## Provided text
# # # # # # #
How do I sell my book? I want to make money now.
So you’re anxious to make money but acting desperate is not the way to sell books.
What if I told you that you should not focus on “making money” but on building relationships instead. Would you think I’m crazy?
Just like finding the “right” guy—I’m speaking to the single ladies out there—acting desperate is a turn-off. You don’t want to beg and grovel, but you want to come across as proud and confident of your “product.” Oops, did I say, “product?”
So my first question to you is: Are you proud of your book? I mean really proud? Is this a book you could pitch to the President of the United States, or the First Lady with excitement and passion in your voice?
If your answer is “yes,” then I have good news for you: When you have a great “product” and believe in your work, you can sell it. Why? Because it will sell itself.
According to a panel of book agents on Barbara DeMarco Barrett’s show Writers on Writing,
Indie-published authors have to set the bar higher than traditionally published authors. They have to go 'high-end' with their book covers, and their book must be perfectly edited.
These agents pointed out the importance of having an amazing cover and that there are no excuses for a book cover that looks self-published.
I agree with the agents and outsourced my book cover and formatting to a professional company that specializes in book design. I’m proud to recommend 1106 Design.
Now you can move on to the following.
As she mentions in her book,
BIG WORRY NUMBER SIX: Fear of Marketing. The most pressing fear of all seems to be the fear of marketing.
Here is what I recommend for selling your book. Follow all 3 E’s:
We’ve all heard that “word of mouth” sells books, and I believe it starts with a grassroots approach. So how do you start?
The answer lies with connecting and caring about people, not just when your book is published, but long before that.
Develop friendships with:
- famous authors
- less famous authors
- fellow writers
- your local journalists (via social media)
# # # # # # #
## Record list

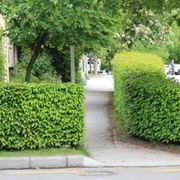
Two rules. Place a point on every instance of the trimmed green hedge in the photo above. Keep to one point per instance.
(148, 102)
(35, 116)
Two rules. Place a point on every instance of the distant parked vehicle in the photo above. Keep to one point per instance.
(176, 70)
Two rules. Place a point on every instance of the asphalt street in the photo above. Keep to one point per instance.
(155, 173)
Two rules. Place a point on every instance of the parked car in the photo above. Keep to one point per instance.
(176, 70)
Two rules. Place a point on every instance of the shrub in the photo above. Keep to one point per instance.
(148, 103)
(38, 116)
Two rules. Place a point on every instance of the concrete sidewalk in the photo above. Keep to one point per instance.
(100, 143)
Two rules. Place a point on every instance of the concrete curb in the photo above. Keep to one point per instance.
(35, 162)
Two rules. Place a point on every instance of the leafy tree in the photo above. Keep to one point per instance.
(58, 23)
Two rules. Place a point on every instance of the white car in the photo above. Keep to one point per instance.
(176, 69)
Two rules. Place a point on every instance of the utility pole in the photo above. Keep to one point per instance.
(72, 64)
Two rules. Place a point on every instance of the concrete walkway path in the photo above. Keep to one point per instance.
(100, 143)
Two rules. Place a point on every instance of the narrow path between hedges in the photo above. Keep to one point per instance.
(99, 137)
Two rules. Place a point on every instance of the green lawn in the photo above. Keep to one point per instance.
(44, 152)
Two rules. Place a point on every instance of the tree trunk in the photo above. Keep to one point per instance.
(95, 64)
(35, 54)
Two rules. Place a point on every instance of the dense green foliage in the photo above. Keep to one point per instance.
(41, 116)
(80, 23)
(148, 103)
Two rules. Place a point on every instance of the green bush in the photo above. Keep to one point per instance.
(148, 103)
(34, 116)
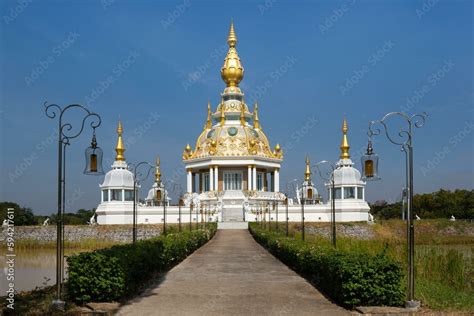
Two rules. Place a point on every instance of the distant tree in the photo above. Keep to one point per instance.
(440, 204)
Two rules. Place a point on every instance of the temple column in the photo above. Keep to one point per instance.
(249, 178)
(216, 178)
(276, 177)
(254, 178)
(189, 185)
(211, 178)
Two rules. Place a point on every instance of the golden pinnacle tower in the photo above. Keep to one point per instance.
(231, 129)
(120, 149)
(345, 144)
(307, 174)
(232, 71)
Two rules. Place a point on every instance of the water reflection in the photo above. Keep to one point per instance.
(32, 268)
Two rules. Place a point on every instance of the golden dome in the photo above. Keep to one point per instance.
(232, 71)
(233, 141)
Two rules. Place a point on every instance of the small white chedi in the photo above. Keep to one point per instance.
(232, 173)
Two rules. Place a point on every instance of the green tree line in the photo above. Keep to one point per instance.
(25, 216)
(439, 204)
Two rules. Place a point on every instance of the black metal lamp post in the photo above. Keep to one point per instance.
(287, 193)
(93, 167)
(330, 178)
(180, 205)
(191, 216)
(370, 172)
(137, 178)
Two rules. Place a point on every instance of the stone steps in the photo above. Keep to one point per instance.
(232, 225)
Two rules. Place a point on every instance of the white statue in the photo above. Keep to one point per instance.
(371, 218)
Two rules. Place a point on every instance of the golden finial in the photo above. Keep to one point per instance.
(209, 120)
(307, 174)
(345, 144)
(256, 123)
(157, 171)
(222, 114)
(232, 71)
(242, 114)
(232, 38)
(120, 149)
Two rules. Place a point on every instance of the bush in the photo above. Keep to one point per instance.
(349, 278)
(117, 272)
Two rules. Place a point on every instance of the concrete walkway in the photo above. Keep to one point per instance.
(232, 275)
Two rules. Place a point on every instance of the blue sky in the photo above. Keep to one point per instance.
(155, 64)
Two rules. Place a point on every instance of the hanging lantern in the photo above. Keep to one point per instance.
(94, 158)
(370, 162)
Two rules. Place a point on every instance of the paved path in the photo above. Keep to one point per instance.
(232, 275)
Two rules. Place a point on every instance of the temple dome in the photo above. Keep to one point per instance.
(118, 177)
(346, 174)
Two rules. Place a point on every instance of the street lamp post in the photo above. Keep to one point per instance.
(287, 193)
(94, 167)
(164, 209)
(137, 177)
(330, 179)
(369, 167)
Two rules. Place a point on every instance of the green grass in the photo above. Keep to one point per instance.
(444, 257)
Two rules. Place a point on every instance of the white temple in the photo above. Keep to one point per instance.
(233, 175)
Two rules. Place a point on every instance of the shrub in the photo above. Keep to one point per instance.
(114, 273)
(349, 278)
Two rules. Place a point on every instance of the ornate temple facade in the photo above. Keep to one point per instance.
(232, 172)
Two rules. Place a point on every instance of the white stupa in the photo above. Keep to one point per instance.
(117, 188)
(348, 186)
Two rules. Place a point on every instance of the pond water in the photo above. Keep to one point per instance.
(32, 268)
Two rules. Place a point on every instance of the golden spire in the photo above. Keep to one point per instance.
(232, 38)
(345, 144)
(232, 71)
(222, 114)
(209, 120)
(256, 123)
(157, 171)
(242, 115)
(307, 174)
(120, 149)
# # # # # # #
## What you will do
Please carry the article on selling your book forward from its last line. The data above comes from a separate source.

## Response to the exercise
- book store owners
- and volunteer at your library, especially if they offer an author program
- volunteer at writers associations
Marketing is about getting to know people and developing meaningful relationships.
The more people you get to know, the more you can tap into your contacts and ask about:
- Speaking at various groups (libraries, networking groups)
- Getting sponsors for your book signings and maybe even your book tour
- Book signings at local coffee shops and other businesses
- Helping to promote other businesses at the same time as your own events
- Helping others (for example giving a percentage of your book sales to libraries, or to non-profits.)
- Attending events that interest you so you can meet new people and get ideas
- Contacting MeetUp groups online and asking if you can speak at their next meeting
- Talking to people while standing in line at the supermarket or post office—after all, you never know if they are in a book club, etc.
One easy way, is to strike up conversations with people you meet and tell them about your book. Now I don’t mean being obnoxious and saying, “I wrote a memoir and if you go to Amazon.com you’ll find it.”
I live in a suburban area, and bump into people I know at the supermarket, coffee shops and my gym. I’m good at remembering faces, even after 20 years or so.
The other day, I shopped at Trader Joe’s and bumped into a lady I remembered from somewhere. With a smile, I pushed my shopping cart towards her and said, “Hi, where do I know you from?”
“The gym,” she replies.
“I haven’t seen you in a while, do you still go?”
“I changed to the Aliso Viejo gym,” she said, “I like their cardio equipment there.”
“What about you” she asks.
“I still workout at the same gym, but I’m so busy now since my book was published.”
From there on the conversation turns to my book, what it’s about, and she asks me where she can purchase it. I hand her a bookmark and my business card, and say, “My e-mail is on my card, and I’d love to hear what you think of it.”
I then ask whether she belongs to a book club, and how I am going to a book club on Friday evening and have another one next week.
“I love answering questions, so please contact me and I shall be happy to come to your club.”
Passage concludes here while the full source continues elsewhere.